### Passage:
○ ○ ○ ○ ○

An equally important turning point came after Braun split from Confederation and ran for president as an independent in 2025.
“He rebelled, took the risk and proved he could stand on his own,” Sitnicka said. His fourth place, she argued, made an independent parliamentary run in 2027 a realistic prospect.
Professor Mikołaj Cześnik, a political scientist at Warsaw’s SWPS University, sees Braun’s rise as part of a much broader European story.
It reflects a continent shaped by economic insecurity, ageing societies, migration and an information environment that overwhelms voters with constant stimuli while leaving little time for contemplation. In that context, he argues, someone who arrives with a very clear, emotionally charged message can succeed.
“It’s a similar pattern to what we saw with Nigel Farage,” Cześnik said, in reference to the prominent Brexiteer and leader of the political party Reform that is threatening to turn British politics on its head.

○ ○ ○ ○ ○

### Information supplied:
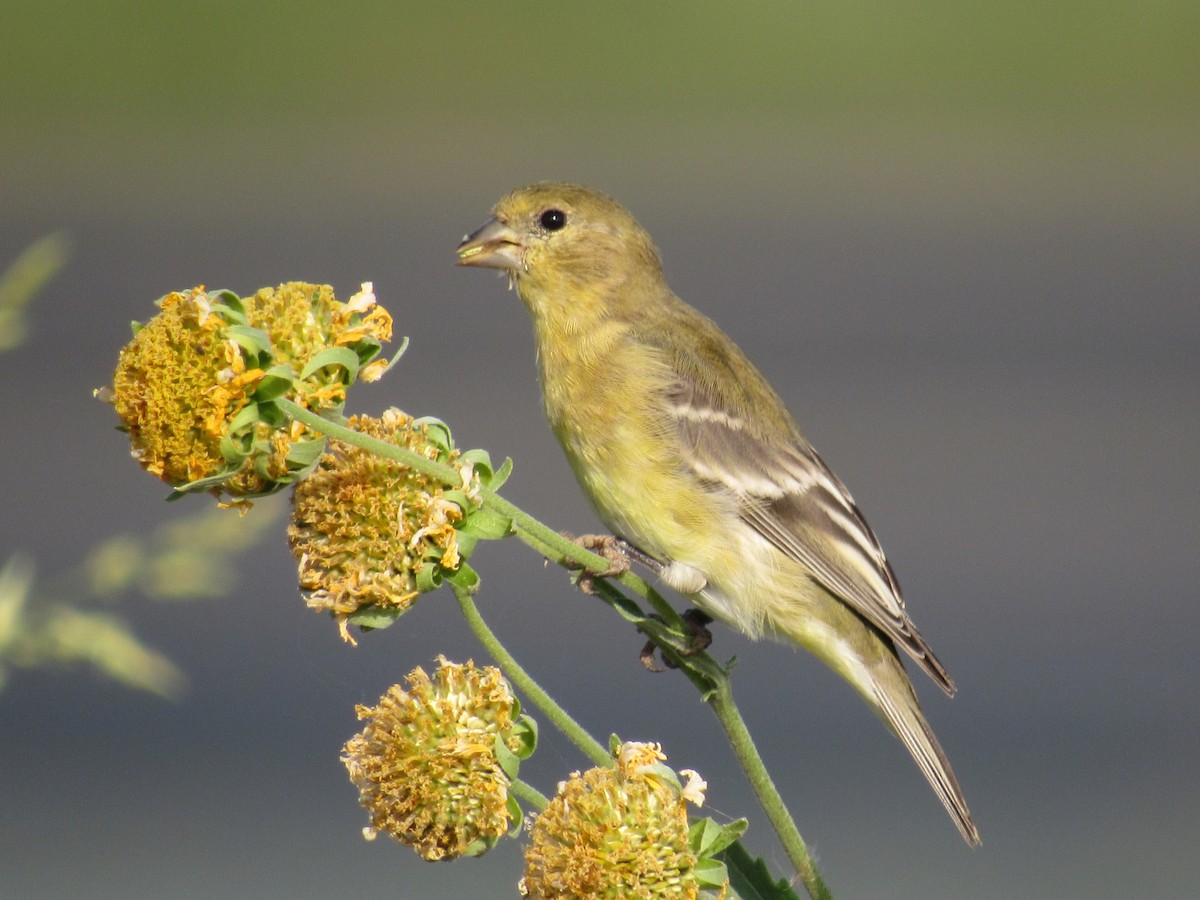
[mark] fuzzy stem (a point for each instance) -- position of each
(540, 537)
(720, 699)
(700, 669)
(531, 795)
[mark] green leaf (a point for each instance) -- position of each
(479, 846)
(526, 731)
(234, 311)
(501, 475)
(751, 880)
(480, 463)
(711, 873)
(375, 617)
(252, 340)
(466, 544)
(366, 348)
(487, 523)
(708, 838)
(509, 762)
(275, 384)
(305, 453)
(463, 577)
(203, 484)
(516, 816)
(437, 432)
(246, 417)
(342, 357)
(429, 577)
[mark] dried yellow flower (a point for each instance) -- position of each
(613, 833)
(426, 763)
(196, 387)
(364, 527)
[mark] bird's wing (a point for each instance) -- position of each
(789, 495)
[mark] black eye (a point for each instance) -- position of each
(552, 220)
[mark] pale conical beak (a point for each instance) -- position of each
(493, 245)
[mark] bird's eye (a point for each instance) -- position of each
(552, 220)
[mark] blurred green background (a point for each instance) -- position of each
(961, 240)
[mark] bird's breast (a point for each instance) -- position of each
(605, 395)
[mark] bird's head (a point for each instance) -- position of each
(559, 240)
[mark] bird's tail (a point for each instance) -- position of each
(904, 717)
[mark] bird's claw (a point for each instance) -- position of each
(605, 545)
(697, 622)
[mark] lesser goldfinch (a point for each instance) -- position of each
(688, 454)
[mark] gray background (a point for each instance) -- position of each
(960, 241)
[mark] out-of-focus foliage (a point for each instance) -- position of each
(24, 277)
(59, 621)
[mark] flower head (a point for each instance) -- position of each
(429, 762)
(196, 387)
(617, 832)
(371, 532)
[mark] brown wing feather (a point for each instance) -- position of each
(793, 499)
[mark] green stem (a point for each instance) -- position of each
(531, 795)
(720, 699)
(700, 669)
(527, 685)
(540, 537)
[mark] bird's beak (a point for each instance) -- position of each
(493, 245)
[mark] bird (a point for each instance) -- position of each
(690, 456)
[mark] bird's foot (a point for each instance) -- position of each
(697, 623)
(613, 550)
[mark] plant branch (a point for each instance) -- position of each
(558, 717)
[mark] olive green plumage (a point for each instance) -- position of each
(687, 453)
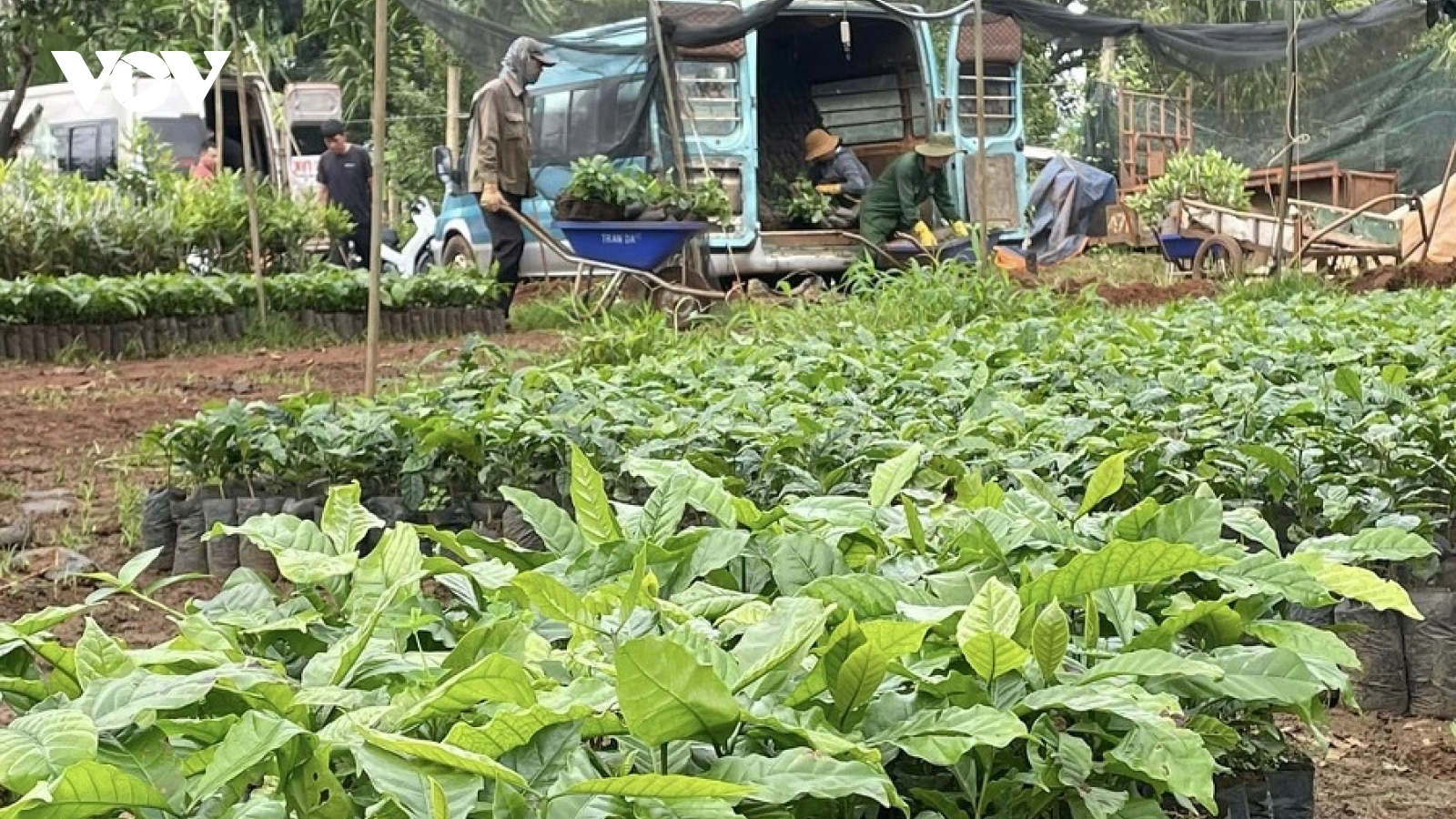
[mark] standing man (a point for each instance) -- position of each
(893, 203)
(347, 179)
(206, 167)
(502, 159)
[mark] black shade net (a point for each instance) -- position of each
(1198, 48)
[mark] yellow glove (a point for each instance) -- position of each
(491, 198)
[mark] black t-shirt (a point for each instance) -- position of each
(347, 178)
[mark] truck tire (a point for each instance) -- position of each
(458, 252)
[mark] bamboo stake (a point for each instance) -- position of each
(378, 194)
(982, 198)
(251, 186)
(453, 109)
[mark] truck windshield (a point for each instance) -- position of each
(710, 96)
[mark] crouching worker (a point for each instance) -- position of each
(893, 203)
(837, 174)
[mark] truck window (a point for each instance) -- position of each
(710, 94)
(873, 109)
(87, 147)
(1001, 98)
(182, 135)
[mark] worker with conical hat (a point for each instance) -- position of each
(834, 167)
(893, 203)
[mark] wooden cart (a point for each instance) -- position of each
(1219, 242)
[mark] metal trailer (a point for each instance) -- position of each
(1215, 242)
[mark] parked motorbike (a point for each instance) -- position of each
(414, 257)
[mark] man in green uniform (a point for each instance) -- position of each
(893, 203)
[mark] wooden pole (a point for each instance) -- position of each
(453, 109)
(251, 186)
(378, 205)
(982, 198)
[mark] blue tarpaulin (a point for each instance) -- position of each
(1067, 200)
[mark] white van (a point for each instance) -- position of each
(286, 127)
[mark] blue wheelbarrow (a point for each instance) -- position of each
(623, 249)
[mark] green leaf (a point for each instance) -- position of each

○ ○ ○ ○ ○

### Objective A:
According to the passage about Braun, at which university does Professor Mikołaj Cześnik work?
### Objective B:
Carry on the passage about Braun's rise from its last sentence.
The items were taken from a different source than the passage about Braun.

### Response A:
SWPS University in Warsaw.

### Response B:
“Twenty years ago, he [Farage] too was completely on the political margins,” he added. “If you look at Farage’s career, or the trajectory of France’s National Rally, you can see how politicians on the extremes, given the right political circumstances, can go surprisingly far.”
In 2024, Braun was elected to the European Parliament, where he was met with bewilderment.
The Polish MEP Krzysztof Śmiszek recalls being repeatedly approached by colleagues from across the chamber, asking him the same question: “Who did you bring from Poland?” Two years later, curiosity has curdled into indifference.